Terrain System - Building Vast Outdoor Worlds

Open-world games need something traditional 3D modeling struggles with: enormous, natural-looking outdoor environments. Modeling every hill, valley, and mountain by hand would be impossibly time-consuming, and the resulting geometry would be so dense it would bring even powerful GPUs to their knees. That’s where terrain systems come in. Specialized tools for creating and rendering large-scale outdoor landscapes efficiently.

Traktor’s terrain system uses heightfield-based terrain: instead of modeling terrain as arbitrary 3D meshes, you define the ground as a grid where each point has a height value. Think of it like a topographic map. Looking down from above, you see a grid, and each grid cell knows how high the ground is at that point. This simple representation is incredibly efficient: you can represent vast landscapes with manageable memory, render them quickly with LOD (level of detail) systems, and edit them intuitively with sculpting brushes.

But terrain isn’t just height data. The system also handles multi-layer texturing (blending grass, rock, dirt, and snow based on height, slope, or manual painting), collision (so characters and physics objects interact correctly), and detail objects (grass, rocks, trees scattered across the surface). The result is rich, believable outdoor environments that run smoothly even when spanning kilometers.

![TODO: Screenshot of terrain editor showing heightfield editing with brushes, layers panel, and painted terrain]

Understanding Heightfield Terrain

A heightfield is a 2D grid where each cell stores a single height value. Imagine looking at terrain from directly above. You see an X-Z plane, and for every (x, z) position, there’s a height (y) value. This height determines how high the ground is at that location.

* _Rows_

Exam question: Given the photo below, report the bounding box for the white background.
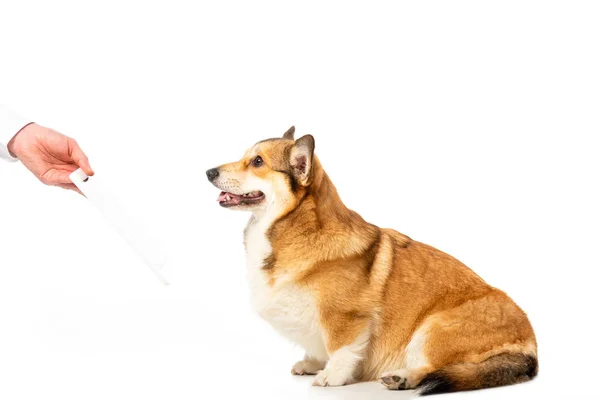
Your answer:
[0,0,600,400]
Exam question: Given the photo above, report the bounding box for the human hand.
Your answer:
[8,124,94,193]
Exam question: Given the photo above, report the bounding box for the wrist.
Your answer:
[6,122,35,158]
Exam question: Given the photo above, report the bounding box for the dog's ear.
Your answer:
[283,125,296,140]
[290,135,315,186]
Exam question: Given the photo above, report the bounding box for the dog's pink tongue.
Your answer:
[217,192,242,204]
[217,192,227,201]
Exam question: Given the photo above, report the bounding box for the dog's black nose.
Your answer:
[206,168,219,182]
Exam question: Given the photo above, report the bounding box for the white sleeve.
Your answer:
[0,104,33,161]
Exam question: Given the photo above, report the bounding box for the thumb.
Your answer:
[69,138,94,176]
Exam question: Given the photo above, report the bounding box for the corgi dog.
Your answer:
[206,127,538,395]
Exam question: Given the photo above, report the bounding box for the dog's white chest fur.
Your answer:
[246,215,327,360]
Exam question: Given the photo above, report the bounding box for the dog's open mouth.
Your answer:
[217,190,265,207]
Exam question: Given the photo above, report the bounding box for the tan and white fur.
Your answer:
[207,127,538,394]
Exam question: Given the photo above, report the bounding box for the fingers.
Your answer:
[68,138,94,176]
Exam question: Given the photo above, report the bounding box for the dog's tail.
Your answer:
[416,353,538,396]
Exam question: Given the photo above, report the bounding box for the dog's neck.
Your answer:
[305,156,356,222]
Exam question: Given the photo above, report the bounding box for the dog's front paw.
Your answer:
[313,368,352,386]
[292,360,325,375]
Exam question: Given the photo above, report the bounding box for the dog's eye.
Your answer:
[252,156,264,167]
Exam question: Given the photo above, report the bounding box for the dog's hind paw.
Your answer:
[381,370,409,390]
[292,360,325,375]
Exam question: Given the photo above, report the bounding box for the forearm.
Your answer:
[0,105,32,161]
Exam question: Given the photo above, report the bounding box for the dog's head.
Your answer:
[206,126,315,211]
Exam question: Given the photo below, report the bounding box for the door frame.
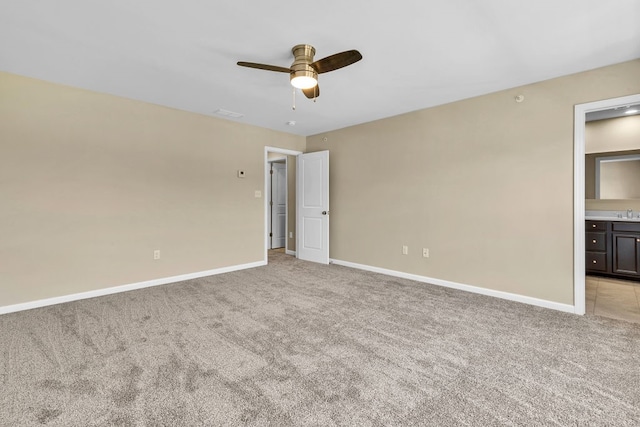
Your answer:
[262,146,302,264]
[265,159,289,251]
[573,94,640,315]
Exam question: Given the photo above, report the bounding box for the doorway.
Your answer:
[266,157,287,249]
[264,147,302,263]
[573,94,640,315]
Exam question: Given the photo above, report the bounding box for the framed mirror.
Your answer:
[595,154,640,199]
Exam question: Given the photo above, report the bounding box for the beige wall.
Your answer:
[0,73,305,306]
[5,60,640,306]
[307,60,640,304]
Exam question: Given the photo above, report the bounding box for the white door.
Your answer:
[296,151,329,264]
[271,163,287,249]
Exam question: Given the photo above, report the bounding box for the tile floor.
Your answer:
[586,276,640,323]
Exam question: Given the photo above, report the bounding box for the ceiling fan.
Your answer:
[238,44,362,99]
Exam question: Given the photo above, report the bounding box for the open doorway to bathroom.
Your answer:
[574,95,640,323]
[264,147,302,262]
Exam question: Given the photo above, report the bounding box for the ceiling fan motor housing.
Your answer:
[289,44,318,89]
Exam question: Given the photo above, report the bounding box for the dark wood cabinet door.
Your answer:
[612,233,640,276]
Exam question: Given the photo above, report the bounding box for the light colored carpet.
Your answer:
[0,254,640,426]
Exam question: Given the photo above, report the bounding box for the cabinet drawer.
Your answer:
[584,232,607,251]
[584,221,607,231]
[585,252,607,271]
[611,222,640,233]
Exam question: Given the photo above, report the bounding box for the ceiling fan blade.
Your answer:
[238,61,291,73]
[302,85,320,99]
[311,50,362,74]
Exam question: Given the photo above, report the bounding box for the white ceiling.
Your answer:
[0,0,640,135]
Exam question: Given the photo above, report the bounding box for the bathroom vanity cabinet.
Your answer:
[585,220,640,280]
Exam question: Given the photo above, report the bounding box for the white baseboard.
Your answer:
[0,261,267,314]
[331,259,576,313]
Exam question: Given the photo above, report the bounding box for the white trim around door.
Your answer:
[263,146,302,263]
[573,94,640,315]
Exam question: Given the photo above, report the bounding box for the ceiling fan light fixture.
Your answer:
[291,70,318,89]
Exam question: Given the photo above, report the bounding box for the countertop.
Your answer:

* _Task prompt_
Do the following statements agree with the terrain text above? Answer yes or no for each, and quote the words from the text that decide it.
1. In a heightfield, each cell stores a single height value.
2. Traktor's terrain system models terrain as arbitrary 3D meshes.
3. Grass, rocks, and trees are handled by the system as detail objects.

* _Solution_
1. Yes: "A heightfield is a 2D grid where each cell stores a single height value."
2. No: "instead of modeling terrain as arbitrary 3D meshes, you define the ground as a grid where each point has a height value."
3. Yes: "detail objects (grass, rocks, trees scattered across the surface)"